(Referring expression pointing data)
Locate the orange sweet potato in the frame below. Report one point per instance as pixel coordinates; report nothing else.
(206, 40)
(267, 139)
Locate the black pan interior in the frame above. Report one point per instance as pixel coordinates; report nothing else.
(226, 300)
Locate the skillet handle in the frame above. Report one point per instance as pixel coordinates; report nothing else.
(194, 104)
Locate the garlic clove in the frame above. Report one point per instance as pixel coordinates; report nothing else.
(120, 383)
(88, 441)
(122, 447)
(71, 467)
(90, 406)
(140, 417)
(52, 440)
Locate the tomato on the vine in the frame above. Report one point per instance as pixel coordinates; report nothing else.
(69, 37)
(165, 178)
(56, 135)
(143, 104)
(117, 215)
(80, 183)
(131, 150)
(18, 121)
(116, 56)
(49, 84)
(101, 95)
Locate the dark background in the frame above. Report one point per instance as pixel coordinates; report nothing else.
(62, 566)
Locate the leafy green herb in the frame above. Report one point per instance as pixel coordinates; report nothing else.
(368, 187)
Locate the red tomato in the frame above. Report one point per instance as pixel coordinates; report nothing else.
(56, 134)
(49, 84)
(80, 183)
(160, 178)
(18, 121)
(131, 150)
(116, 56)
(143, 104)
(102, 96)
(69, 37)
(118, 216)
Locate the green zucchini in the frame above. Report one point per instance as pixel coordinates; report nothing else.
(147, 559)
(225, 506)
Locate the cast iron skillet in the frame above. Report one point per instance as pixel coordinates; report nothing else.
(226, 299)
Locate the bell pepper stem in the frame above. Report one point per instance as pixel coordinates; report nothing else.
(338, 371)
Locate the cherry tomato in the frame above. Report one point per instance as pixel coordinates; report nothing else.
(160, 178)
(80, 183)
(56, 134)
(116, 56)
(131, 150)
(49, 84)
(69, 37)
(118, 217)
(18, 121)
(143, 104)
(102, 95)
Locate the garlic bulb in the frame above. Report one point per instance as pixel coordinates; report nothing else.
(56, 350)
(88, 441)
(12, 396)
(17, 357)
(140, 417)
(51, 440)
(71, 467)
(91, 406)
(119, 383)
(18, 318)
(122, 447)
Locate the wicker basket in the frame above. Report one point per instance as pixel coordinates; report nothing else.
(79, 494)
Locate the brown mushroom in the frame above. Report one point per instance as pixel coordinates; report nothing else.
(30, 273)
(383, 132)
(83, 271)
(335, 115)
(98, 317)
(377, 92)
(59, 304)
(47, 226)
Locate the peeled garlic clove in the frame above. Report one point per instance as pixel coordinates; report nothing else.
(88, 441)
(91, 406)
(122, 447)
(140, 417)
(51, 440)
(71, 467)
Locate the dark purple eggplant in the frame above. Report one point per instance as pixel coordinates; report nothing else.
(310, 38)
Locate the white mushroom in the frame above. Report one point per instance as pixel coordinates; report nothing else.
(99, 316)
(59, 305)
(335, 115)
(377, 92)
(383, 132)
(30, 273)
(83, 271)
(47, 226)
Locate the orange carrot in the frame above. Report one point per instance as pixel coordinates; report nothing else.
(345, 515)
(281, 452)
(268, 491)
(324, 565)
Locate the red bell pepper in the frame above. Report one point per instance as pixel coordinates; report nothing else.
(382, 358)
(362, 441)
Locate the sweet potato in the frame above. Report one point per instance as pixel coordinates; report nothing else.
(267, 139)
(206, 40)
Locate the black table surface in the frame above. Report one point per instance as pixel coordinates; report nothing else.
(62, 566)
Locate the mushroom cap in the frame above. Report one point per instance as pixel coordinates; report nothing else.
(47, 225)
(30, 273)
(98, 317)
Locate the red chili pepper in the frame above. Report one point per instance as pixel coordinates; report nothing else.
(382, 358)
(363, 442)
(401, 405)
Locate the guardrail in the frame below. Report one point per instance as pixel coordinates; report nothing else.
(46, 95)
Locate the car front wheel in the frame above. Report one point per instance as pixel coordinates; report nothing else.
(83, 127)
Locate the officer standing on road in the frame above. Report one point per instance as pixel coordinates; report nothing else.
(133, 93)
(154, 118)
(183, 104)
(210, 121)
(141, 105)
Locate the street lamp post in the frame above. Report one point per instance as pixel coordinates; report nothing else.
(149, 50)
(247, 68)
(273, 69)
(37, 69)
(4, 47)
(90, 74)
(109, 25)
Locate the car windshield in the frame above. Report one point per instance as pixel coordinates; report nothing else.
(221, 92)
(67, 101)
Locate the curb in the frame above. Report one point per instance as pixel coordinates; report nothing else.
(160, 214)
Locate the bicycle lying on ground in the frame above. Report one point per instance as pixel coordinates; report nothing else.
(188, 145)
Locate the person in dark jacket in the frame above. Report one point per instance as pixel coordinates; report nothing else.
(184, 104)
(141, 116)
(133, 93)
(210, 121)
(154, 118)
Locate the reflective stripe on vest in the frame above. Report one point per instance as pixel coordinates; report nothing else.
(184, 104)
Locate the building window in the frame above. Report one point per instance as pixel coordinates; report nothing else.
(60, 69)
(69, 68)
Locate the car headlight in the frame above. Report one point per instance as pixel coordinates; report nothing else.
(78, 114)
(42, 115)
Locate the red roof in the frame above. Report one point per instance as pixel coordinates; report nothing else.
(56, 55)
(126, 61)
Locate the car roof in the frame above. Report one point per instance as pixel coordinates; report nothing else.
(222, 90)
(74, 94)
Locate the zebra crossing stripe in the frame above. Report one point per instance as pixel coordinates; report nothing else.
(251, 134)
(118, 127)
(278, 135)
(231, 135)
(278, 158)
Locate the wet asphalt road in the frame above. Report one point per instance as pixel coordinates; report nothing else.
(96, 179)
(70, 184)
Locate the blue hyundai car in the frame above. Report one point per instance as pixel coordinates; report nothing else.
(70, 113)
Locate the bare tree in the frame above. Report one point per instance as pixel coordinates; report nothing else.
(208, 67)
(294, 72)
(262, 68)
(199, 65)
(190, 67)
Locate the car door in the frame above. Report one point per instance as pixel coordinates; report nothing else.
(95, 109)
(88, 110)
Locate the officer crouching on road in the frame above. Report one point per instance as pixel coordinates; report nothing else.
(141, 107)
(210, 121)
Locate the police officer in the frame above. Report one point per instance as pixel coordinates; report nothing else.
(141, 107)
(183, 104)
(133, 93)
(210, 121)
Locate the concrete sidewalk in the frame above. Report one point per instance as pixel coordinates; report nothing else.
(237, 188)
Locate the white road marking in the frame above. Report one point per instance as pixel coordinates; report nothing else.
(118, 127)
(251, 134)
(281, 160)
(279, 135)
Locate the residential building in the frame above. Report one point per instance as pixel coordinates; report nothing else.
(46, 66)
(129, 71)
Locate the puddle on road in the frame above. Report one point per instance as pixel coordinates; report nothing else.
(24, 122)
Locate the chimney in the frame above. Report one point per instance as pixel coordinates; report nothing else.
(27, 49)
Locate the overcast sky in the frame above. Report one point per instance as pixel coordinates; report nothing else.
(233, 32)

**What you have to do**
Could you reproduce all of the entries exactly as they appear?

**Finished exercise**
Locate the orange sweet potato in the frame below. Report one point per instance as pixel coordinates; report nothing else.
(206, 40)
(267, 139)
Locate the black pan interior in the frame above. Report one point per instance as pixel coordinates; report nothing else.
(226, 300)
Locate the skillet handle in the frame above. Report one point per instance as pixel coordinates; report nothing else.
(194, 104)
Locate the garlic clove in the frame above. Report one point per instance as pixel coordinates; report nothing else.
(120, 383)
(88, 441)
(122, 447)
(71, 467)
(90, 406)
(140, 417)
(52, 440)
Locate the tomato on the vine in the frame above. Report one point per instance as pixel coordinates; report nothing else.
(69, 37)
(165, 178)
(56, 135)
(143, 104)
(117, 215)
(80, 183)
(131, 150)
(18, 121)
(116, 56)
(49, 84)
(101, 95)
Locate the dark background in the frame above. Report one point per instance as pixel coordinates; report nothing else.
(62, 566)
Locate the leafy green herb in the frame above. Report one point per instance as pixel coordinates; report nothing else.
(368, 187)
Locate the red tomato in the frame above. Report one point per instance as pixel coordinates; report nothing else.
(56, 134)
(49, 84)
(80, 183)
(160, 178)
(18, 121)
(131, 150)
(116, 56)
(143, 104)
(102, 96)
(69, 37)
(118, 216)
Locate the green zucchini in the frame above. Report one point per instance as pixel coordinates; report nothing else.
(147, 559)
(225, 506)
Locate the cast iron skillet in the frame above. Report one point per instance as pixel coordinates; report nothing else.
(226, 299)
Locate the bell pepper stem in the frame above. Report one point per instance as pixel coordinates; report nothing else.
(338, 371)
Locate the cherry tomato in the frame above. Report one point per instance as pixel coordinates; report nothing else.
(160, 178)
(80, 183)
(56, 134)
(116, 56)
(131, 150)
(49, 84)
(69, 37)
(118, 217)
(18, 121)
(143, 104)
(102, 95)
Locate the garlic bulb in the frame above. Report one point per instance as pixel coordinates; report nothing else.
(56, 350)
(88, 441)
(12, 396)
(17, 357)
(140, 417)
(51, 440)
(71, 467)
(91, 406)
(119, 383)
(18, 318)
(122, 447)
Locate the wicker basket in the frame above. Report one point per instance as pixel coordinates; report nothing else.
(79, 494)
Locate the brown mushroom in the frame above. Report one point per instance as pixel coordinates; report nothing else.
(30, 273)
(383, 132)
(83, 271)
(335, 115)
(98, 317)
(377, 92)
(59, 304)
(47, 226)
Locate the peeled garlic clove in the frame above. Report one point per instance as pixel coordinates; report nothing else.
(88, 441)
(91, 406)
(122, 447)
(140, 417)
(51, 440)
(71, 467)
Locate the dark purple eggplant in the frame above. Report one point per instance as pixel coordinates; report nothing else.
(310, 38)
Locate the white mushroom in the frame above. Report one point per instance as pixel coordinates; report nothing else.
(99, 316)
(59, 305)
(335, 115)
(377, 92)
(383, 132)
(30, 273)
(83, 271)
(47, 226)
Locate the orange carrot in the frame above. Report one point per instance as pixel coordinates; report nothing else.
(345, 515)
(281, 452)
(268, 491)
(324, 565)
Locate the red bell pepper in the frame above. Report one point per instance as pixel coordinates; report nothing else.
(382, 358)
(362, 441)
Locate the sweet potato in the frame above. Report one point per instance as pixel coordinates; report nothing else.
(267, 139)
(206, 40)
Locate the black table surface in the frame above. Report one point per instance as pixel coordinates; report nothing else.
(62, 566)
Locate the mushroom cap in the frame above. Report one point per instance as pixel coordinates; report nothing else.
(47, 225)
(30, 273)
(98, 317)
Locate the red chili pepper in the frame above. Report one point per instance as pixel coordinates; report nothing else.
(382, 358)
(363, 442)
(401, 405)
Locate the guardrail in the frame below. Report one point per instance as pixel coordinates; report nothing else.
(46, 95)
Locate the car front wheel in the frame above. Report one point per instance as pixel coordinates; report nothing else.
(83, 127)
Locate the officer standing on road in the frame above. Report one point per instance as pixel coordinates; report nothing else.
(133, 93)
(154, 118)
(183, 104)
(210, 121)
(141, 105)
Locate the street lamp post in the frame above. Report one point per instance as pixel coordinates; report nothing else.
(149, 50)
(247, 68)
(273, 69)
(37, 69)
(4, 47)
(90, 74)
(109, 25)
Locate the car windshield in the frame above. Report one point per instance as pixel coordinates; report nothing else.
(221, 92)
(67, 101)
Locate the curb in the frame above. Report one point per instance as pixel coordinates; report nothing else.
(160, 214)
Locate the bicycle lying on ground in the frame above. Report one point per instance as pixel coordinates; report nothing else.
(188, 145)
Locate the person in dark jacket in the frame above. Report one point per instance as pixel coordinates; report nothing else.
(184, 104)
(141, 116)
(133, 93)
(210, 121)
(154, 118)
Locate the reflective stripe on vest in the frame above. Report one point per instance as pixel coordinates; report nothing else.
(184, 104)
Locate the building window in the frame above. Report one point per instance as pixel coordinates; report nothing else.
(60, 69)
(69, 68)
Locate the car headlight in the frame above. Report one point per instance as pixel coordinates; report nothing else.
(78, 114)
(42, 115)
Locate the red roof in the frame above. Report one point per instance as pixel coordinates; report nothing else.
(56, 55)
(126, 61)
Locate the car roof in the frame above. Report one point per instance as pixel coordinates; report nothing else.
(222, 90)
(74, 94)
Locate the zebra crossing stripe in the frame above. Report one point per instance as pixel coordinates; report nothing else.
(251, 134)
(118, 127)
(278, 135)
(231, 135)
(278, 158)
Locate the wet asphalt road in the frame above. Report one point per instance as pixel coordinates; report nothing else.
(96, 179)
(70, 184)
Locate the blue hyundai car in the frame above. Report one point per instance as pixel coordinates; report nothing else.
(70, 113)
Locate the bare tree in the frame above. Report one point per instance as pixel coordinates; report nothing else.
(208, 67)
(294, 72)
(262, 68)
(199, 65)
(190, 67)
Locate the car door in the frame above. Report one point per instance as pixel coordinates; report nothing else.
(95, 109)
(88, 110)
Locate the officer crouching on road in the frame above. Report one point per instance as pixel coordinates; report nothing else.
(141, 107)
(210, 121)
Locate the police officer in the frame above. Report one point per instance as pixel coordinates; report nothing else.
(141, 107)
(183, 104)
(133, 93)
(210, 121)
Locate the concrete sidewalk in the frame above. Report one point per instance as pixel coordinates; report nothing else.
(237, 188)
Locate the white road marking in the frame above. Report one point per instance as pixel coordinates; report nothing else.
(118, 127)
(251, 134)
(281, 160)
(279, 135)
Locate the residential building in the frame above. Report one point per instance as pixel coordinates; report nothing else.
(46, 66)
(129, 71)
Locate the puddle on road in the frame above. Report one point per instance as pixel coordinates; report nothing else.
(24, 122)
Locate the chimney in the frame above. Report one point per instance as pixel coordinates; report nothing else.
(27, 49)
Locate the overcast sky in the frame above. Report one point per instance as pixel coordinates; report nothing else.
(233, 32)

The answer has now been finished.